SET PROBLEM:
Rewrite every line of the records below, requests included, adding 136 to each coordinate value in the answers while leaving the requests and their sample JSON unchanged. Omit the pictures.

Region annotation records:

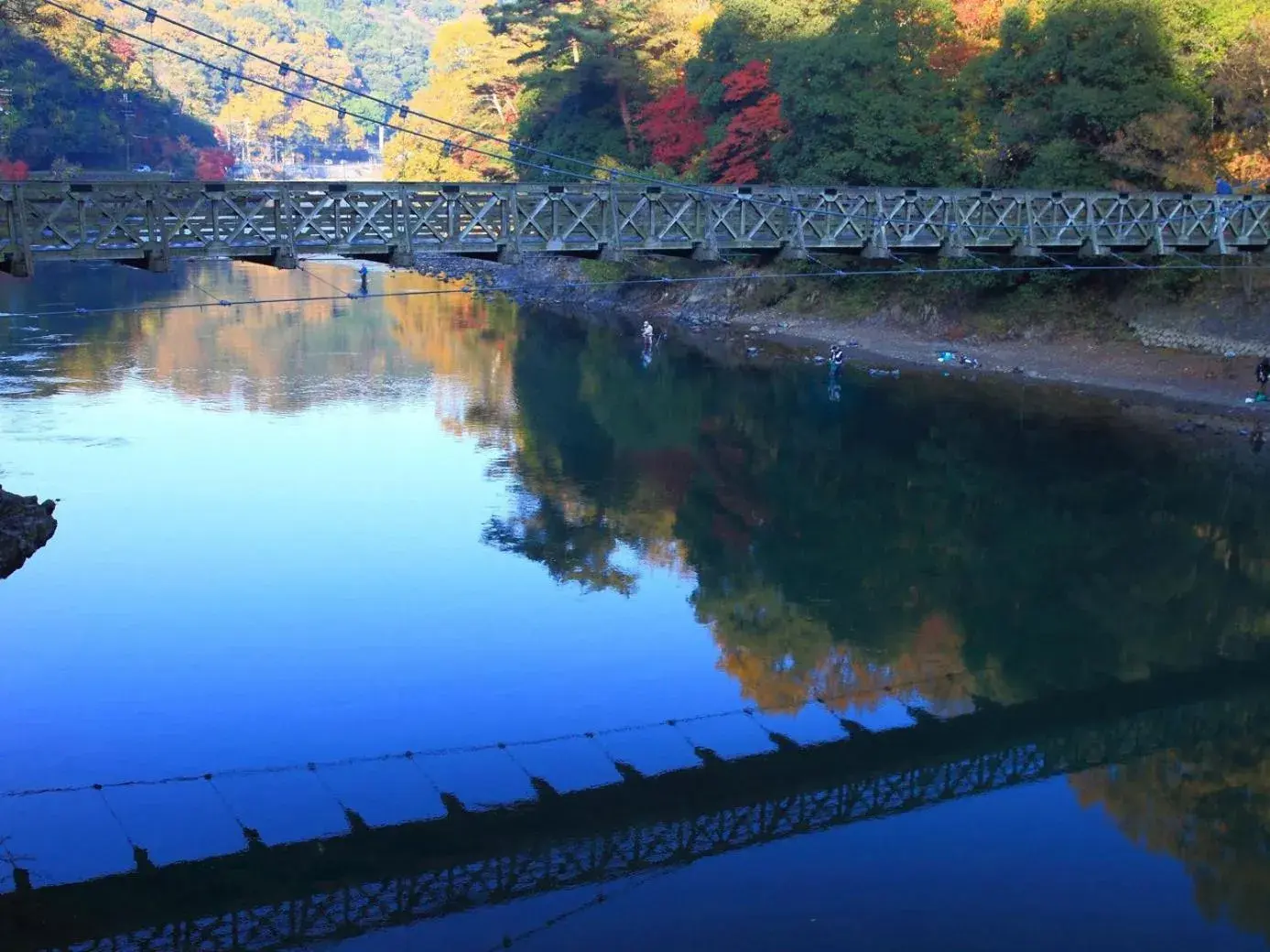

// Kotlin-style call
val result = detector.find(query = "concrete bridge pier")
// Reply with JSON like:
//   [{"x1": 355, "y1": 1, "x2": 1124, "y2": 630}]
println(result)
[
  {"x1": 266, "y1": 247, "x2": 299, "y2": 272},
  {"x1": 119, "y1": 247, "x2": 171, "y2": 275},
  {"x1": 0, "y1": 246, "x2": 36, "y2": 278}
]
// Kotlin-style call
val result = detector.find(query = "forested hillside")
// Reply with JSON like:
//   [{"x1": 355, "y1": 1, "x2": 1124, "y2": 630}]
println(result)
[
  {"x1": 0, "y1": 0, "x2": 459, "y2": 170},
  {"x1": 391, "y1": 0, "x2": 1270, "y2": 190}
]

OUTPUT BELOW:
// Kotlin-style call
val result = detector.find(query = "concrete bridge pier")
// Reply with JSON like:
//   [{"x1": 355, "y1": 1, "x2": 1124, "y2": 630}]
println(result)
[
  {"x1": 402, "y1": 383, "x2": 435, "y2": 408},
  {"x1": 255, "y1": 383, "x2": 307, "y2": 411},
  {"x1": 136, "y1": 382, "x2": 172, "y2": 414}
]
// Kotlin-style call
val result = detector.find(query = "forested hillside")
// Reply with JSON like:
//   [{"x1": 355, "y1": 1, "x2": 1124, "y2": 630}]
println(result)
[
  {"x1": 136, "y1": 136, "x2": 595, "y2": 306},
  {"x1": 527, "y1": 136, "x2": 1406, "y2": 326}
]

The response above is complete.